TO DO: Exactly as written, retype all of the records that come next.

DATA SUPPLIED:
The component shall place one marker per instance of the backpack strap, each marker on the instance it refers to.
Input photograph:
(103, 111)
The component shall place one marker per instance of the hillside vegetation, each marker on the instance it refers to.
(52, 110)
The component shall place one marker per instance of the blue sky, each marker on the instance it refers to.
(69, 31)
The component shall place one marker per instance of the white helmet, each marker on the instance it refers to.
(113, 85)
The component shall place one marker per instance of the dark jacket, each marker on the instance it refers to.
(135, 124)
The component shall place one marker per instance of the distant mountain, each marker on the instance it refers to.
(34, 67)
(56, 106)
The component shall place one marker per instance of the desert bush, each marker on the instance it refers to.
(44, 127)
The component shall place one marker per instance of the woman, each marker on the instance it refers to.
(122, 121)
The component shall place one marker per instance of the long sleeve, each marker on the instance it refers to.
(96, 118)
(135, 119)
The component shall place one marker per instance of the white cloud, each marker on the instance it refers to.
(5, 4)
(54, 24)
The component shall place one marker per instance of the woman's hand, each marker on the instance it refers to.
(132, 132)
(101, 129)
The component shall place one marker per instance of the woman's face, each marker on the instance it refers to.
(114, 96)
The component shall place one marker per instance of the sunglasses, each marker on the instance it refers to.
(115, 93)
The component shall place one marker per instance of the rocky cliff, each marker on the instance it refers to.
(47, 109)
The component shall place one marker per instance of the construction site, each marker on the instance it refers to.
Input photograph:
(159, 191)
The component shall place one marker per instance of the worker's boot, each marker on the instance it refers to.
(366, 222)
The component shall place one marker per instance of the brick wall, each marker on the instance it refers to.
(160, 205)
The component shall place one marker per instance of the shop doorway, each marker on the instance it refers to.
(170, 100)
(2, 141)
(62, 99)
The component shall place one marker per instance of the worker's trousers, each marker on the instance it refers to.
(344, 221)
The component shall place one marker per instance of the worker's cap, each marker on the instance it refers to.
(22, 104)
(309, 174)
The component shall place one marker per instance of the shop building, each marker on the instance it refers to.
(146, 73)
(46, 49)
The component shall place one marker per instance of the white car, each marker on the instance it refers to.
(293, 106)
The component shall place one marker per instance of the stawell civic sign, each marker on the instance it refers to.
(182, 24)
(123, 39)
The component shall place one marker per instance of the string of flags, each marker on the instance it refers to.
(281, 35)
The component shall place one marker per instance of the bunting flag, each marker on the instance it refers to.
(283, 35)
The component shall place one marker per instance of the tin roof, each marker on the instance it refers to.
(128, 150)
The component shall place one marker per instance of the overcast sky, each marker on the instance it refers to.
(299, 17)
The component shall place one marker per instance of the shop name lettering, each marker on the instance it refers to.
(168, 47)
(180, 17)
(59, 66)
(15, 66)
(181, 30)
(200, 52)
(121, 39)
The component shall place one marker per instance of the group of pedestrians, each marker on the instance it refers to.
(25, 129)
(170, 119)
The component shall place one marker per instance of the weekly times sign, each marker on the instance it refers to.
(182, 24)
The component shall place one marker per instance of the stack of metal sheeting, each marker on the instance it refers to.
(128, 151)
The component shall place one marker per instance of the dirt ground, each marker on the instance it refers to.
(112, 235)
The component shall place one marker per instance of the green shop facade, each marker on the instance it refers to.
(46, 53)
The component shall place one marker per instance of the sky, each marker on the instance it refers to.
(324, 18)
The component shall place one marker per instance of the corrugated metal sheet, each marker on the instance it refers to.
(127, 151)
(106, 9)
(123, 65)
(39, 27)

WRITTEN ANSWER:
The component shall place one marker per instance of the backpack strap, each marker on the instance it refers to.
Input photograph:
(103, 111)
The component shall place one marker per instance of the hillside vegetation, each marker on the instance it refers to.
(52, 110)
The component shall place one marker per instance of the blue sky, each marker on the instance it refers to.
(69, 31)
The component shall place one marker per instance of the white helmet, each marker on the instance it refers to.
(113, 85)
The component shall place one marker per instance of the dark jacket, each marker on the instance it refers to.
(135, 124)
The component shall place one marker per instance of the distant mountain, each marker on the instance it refers to.
(34, 67)
(56, 106)
The component shall place one marker per instance of the desert bush, each marker on the instance it refers to.
(44, 127)
The component shall place one marker per instance of the woman, each marker on the instance it refers to.
(122, 121)
The component shall place one marker per instance of the long sleeve, each marker on the instance it refers to.
(96, 118)
(135, 119)
The component shall place one marker per instance of the white cloud, each marker on the instance it refers to.
(5, 4)
(54, 24)
The component shall place one marker per instance of the woman's hand, each marker on the instance it refers to.
(132, 132)
(101, 129)
The component shall place one marker per instance of the woman's face, each marker on the instance it refers to.
(114, 96)
The component shall place one marker per instance of the sunglasses, each marker on the instance it refers to.
(115, 93)
The component shall place one marker per instance of the rocky cliff, each marker on the instance it refers to.
(47, 109)
The component shall place one marker per instance of the construction site, each marker on the instance it refers to.
Input photograph:
(159, 191)
The component shall place one marker per instance of the worker's boot, each marker on the instance it refers to.
(366, 222)
The component shall place one marker per instance of the brick wall, each marker on the instance it refers to.
(160, 205)
The component shall place one marker per instance of the shop doorway, each marker on the instance it refers to.
(170, 100)
(2, 141)
(62, 99)
The component shall place one marker per instance of the worker's trousers, each marker on the instance it refers to.
(344, 221)
The component shall place one marker per instance of the worker's cap, each marker on the instance it refers to.
(22, 104)
(309, 174)
The component shall place one marker per instance of the shop building, each marker on the instance it refers to.
(146, 73)
(46, 49)
The component shall place one marker per instance of the white car, each marker on the instance it refers to.
(293, 106)
The component shall place one marker per instance of the stawell civic sign, each marker on the instance it refers to.
(182, 24)
(123, 39)
The component shall place one marker per instance of the string of flags, each marker on the instance it refers to.
(281, 35)
The component shall place one marker per instance of the bunting flag, each marker on the instance it refers to.
(283, 35)
The component shall place one marker per instance of the tin roof, each marker on the instance it refers to.
(128, 150)
The component shall place one marker per instance of the overcast sky, each marker on the instance it refers to.
(299, 17)
The component shall place one marker per instance of the shop name lettering, each marker on the instance it refers to.
(168, 47)
(180, 17)
(59, 66)
(15, 66)
(181, 30)
(200, 52)
(121, 39)
The component shall place one marker per instance of the group of pedestrians, each marker on the instance it refers to.
(25, 129)
(170, 119)
The component shall place one marker per instance of the weekly times sign, each marker on the instance it refers to.
(182, 24)
The component shall place one marker per instance of the stack of metal sheeting, each marker on the instance it refers to.
(128, 151)
The component shall place one marker per instance of the dirt ground, each marker on the instance it refers to.
(112, 235)
The component shall place one marker per instance of the green shop facade, each marker on the instance it refers to.
(46, 53)
The component shall place one marker per instance of the sky, each marker on the instance it refers to.
(324, 18)
The component shall place one marker per instance of the corrugated metal sheet, each marker on the instance it refers to.
(127, 151)
(106, 9)
(123, 65)
(39, 27)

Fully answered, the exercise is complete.